#### Page excerpt:

-------

We would catch up whenever we could, and dust off those tunes over cool drinks. We knew most of the lyrics. And would belt them out.

Others shook their heads. Our boys are an acquired taste apparently. That’s ok. Each to his own.

A few years back, they dragged their millionaire butts to Brisbane. What a treat. I got to do a story on my idols.

Cameraman Lukey and I managed to snag seats. What a show. Luke is the coolest kid in the class. I thought he might have fallen asleep. Instead, he loved it. Knew every song.

They made a DVD from the Melbourne concert. I have played it one thousand times. Usually late at night. With glass in hand.

They’ve been going for more than forty years this mob. And now, I’m going to visit them. Off to LA to see them in concert. Possibly for the last time. They could be in rocking chairs.

If you’re an American, going to the Friday night show at The Forum, keep an eye out for the excited Aussie. I’ll be easy to pick. Off-key, and mangling a lyric or two. It didn’t matter in Steve’s pad. I’m sure they’ll let me off.

Dads heading in the Wrong Direction. Trust me girls, there’ll be another boy band around the corner.

April 17, 2012

From Gladstone to Grafton and all i-pod docks in between, there is scented fury in the air.

The concert to end all concerts is coming to Brisbane. And no-one can get a ticket.

If you have a daughter, of any age, you would know this. The females are going wild about One Direction.

For the lucky few who’ve escaped the frenzy, possibly by being in a coma, let me explain. They’re a British band. Five ridiculously good-looking boys. With big smiles, and giant mops of hair, and voices like angels.

The lads are setting fashion trends. I saw one the other night wearing a powder blue suit coat. A sterilized version of Sir Les Paterson. Another had braces. On his pants, not his teeth. And no-one seemed to mind.

Their Australian concerts so far have been noisy, high-pitched affairs. The fans, and the boys. The madness will continue here tomorrow night.

Tickets sold out before the windows opened. Mostly, it seems, to FM radio stations. There are giveaways every few seconds. I know this, because all our radios have been switched to strange frequencies.

There’s a catch, of course. Those deep-voiced guys behind the microphone will only give the cherished prizes to older people, who are willing to make giant fools of themselves.

Sing your favourite One Direction song. Get a tattoo of your favourite band member. Impersonate a screaming schoolgirl. Want front row tickets? Try all of the above.

Of course, the youngsters think they’re the first to go nuts over some pimply boys. If only they knew.

Find a groovy grandma, and there’s every chance she was throwing her sensible underwear at the Beatles a few decades ago.

Years later, female schoolmates were going crazy over some of Australian music’s finest.

An old flame had a huge crush on Shirley from Skyhooks. She would fight to get to the front of the stage, and hurl suggestions at him that still make me blush.

A few others in the gang were Sherbert tragics. They would actually cry when Daryl Braithwaite and the other band members appeared on Countdown. The rest of us had no chance.

But they always managed to snare a concert ticket. Without making their parents become performing mules.

I only have a few hours left. Wish me luck. Or better still, send me two tickets. It will save me getting that stupid tattoo of some kid named Harry.

Stalking with a smile. The day the girls finally got to meet Taylor Swift.

March 13, 2012

It had been two years in the making. Planned with military precision. Operation Meet Music Superstar.

From Brisbane to Los Angeles to Nashville and back to Brisbane.

-------

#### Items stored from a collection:
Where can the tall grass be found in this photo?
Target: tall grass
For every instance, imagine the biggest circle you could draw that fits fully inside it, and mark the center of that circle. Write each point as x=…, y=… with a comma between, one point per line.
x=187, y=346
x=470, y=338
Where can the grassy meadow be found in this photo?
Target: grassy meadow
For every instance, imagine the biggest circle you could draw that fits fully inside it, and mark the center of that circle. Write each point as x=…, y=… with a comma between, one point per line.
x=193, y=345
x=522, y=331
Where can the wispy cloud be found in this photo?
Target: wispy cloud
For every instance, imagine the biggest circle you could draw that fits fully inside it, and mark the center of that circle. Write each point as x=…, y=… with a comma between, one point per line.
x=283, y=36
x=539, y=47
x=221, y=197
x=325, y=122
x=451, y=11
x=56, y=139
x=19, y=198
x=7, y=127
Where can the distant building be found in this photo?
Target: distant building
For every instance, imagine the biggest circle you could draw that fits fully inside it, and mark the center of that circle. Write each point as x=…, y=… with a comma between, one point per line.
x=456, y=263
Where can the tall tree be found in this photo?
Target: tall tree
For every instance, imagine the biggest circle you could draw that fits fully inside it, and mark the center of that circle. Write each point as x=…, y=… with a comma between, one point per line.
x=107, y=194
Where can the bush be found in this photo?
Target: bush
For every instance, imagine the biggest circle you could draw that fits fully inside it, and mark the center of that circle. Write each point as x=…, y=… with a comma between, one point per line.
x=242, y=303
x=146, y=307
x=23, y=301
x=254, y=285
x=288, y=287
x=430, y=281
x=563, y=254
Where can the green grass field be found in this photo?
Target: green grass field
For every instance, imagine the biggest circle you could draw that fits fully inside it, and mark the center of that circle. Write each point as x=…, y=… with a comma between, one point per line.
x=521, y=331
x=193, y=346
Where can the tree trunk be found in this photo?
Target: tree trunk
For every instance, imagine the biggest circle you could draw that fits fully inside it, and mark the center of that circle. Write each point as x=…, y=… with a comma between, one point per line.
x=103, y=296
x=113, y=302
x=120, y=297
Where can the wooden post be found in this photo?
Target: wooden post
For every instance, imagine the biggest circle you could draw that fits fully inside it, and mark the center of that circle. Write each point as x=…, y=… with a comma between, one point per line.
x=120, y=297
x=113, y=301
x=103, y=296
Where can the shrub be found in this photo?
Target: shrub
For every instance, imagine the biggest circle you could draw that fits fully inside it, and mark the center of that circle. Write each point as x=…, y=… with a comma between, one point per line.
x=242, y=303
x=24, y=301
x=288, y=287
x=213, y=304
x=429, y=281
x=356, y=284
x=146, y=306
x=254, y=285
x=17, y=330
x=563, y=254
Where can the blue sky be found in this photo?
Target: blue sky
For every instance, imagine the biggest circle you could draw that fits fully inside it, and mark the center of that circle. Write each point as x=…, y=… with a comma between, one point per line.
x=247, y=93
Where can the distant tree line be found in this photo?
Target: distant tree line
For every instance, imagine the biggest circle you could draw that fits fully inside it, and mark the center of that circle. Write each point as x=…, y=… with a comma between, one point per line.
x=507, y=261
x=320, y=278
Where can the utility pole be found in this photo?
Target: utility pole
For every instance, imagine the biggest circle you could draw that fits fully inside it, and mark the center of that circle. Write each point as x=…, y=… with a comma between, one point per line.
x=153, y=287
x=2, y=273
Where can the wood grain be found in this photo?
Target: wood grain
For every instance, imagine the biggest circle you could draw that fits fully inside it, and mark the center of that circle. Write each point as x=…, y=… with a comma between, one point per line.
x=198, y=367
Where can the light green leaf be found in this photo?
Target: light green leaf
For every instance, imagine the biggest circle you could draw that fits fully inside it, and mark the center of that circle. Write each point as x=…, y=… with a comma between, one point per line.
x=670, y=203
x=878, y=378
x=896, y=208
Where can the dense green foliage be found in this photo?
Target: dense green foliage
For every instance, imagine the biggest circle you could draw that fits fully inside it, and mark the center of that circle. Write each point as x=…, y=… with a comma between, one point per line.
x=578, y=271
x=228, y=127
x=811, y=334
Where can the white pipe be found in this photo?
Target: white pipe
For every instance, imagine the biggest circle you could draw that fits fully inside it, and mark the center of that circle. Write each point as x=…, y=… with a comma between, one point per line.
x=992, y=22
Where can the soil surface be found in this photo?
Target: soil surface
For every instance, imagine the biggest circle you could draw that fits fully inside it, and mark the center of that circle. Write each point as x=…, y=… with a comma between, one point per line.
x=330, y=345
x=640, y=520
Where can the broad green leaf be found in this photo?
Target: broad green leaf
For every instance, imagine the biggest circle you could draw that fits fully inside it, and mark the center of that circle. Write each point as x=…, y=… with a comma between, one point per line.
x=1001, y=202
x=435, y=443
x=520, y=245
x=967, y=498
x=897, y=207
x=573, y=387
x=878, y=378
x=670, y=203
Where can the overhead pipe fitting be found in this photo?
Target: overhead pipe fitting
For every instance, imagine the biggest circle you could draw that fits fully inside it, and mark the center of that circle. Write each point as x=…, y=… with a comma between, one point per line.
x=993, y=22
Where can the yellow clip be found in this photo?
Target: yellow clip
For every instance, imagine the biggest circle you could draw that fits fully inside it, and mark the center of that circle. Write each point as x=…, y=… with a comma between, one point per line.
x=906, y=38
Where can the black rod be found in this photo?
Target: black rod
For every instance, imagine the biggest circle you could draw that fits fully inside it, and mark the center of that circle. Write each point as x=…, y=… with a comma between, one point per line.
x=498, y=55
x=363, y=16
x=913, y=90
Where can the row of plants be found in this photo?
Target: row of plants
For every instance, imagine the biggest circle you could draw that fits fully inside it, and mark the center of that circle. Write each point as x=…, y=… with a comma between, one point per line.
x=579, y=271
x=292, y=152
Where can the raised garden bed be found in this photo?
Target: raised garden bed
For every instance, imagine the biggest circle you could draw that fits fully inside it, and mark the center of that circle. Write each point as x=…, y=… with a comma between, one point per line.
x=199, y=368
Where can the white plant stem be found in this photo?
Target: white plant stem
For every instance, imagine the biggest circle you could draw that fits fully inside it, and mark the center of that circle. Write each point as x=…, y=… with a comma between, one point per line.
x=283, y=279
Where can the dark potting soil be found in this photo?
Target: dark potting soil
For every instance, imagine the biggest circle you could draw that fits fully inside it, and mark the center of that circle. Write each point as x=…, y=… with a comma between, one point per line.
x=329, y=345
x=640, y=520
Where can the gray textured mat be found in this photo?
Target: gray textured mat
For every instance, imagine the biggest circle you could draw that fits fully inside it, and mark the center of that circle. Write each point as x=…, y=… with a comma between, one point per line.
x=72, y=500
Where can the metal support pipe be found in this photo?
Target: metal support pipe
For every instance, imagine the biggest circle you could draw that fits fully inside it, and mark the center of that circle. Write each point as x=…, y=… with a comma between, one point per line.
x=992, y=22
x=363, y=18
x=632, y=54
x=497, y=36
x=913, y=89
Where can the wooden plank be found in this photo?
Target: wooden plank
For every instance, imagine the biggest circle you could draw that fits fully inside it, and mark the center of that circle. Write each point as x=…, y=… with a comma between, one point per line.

-------

#### Problem requirements:
Reproduce the passage of the concert column starting with "Of course, the" and going on through "few decades ago.".

#### Correct response:
Of course, the youngsters think they’re the first to go nuts over some pimply boys. If only they knew.

Find a groovy grandma, and there’s every chance she was throwing her sensible underwear at the Beatles a few decades ago.